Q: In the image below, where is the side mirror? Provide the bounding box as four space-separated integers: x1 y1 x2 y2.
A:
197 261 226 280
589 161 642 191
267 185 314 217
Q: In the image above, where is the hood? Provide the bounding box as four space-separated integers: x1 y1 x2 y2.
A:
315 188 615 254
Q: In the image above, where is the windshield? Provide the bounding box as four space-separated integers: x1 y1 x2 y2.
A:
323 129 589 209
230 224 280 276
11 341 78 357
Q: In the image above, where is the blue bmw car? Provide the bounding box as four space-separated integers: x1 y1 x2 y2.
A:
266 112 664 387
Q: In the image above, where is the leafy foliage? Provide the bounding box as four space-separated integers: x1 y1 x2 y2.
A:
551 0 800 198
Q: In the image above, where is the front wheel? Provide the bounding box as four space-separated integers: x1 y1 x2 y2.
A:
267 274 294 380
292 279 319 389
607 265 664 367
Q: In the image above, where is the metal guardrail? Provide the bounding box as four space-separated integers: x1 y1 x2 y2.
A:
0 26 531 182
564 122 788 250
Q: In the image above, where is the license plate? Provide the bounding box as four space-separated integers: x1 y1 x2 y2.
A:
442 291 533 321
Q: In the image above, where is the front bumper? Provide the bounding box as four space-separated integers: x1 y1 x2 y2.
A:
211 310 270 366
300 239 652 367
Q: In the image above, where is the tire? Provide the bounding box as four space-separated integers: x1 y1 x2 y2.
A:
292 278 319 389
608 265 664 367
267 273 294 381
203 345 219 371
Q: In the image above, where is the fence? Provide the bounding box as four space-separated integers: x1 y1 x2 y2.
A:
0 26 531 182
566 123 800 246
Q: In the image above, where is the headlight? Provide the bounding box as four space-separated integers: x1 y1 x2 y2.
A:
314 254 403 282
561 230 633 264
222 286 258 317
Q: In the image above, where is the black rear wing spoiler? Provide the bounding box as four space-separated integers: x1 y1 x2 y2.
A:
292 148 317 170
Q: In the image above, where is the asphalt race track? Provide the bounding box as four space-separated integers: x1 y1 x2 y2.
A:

--

> Exercise objective: Copy the entries from the start through the line containing "267 185 314 217", both ends included and the request line kept. Add 49 to every bounding-box coordinate in the answers.

> In response:
Q: In the image below, where is the side mirror? Provide the bounding box as four space-separated integers: x1 y1 x2 y2.
A:
246 310 275 329
638 210 691 240
316 234 363 266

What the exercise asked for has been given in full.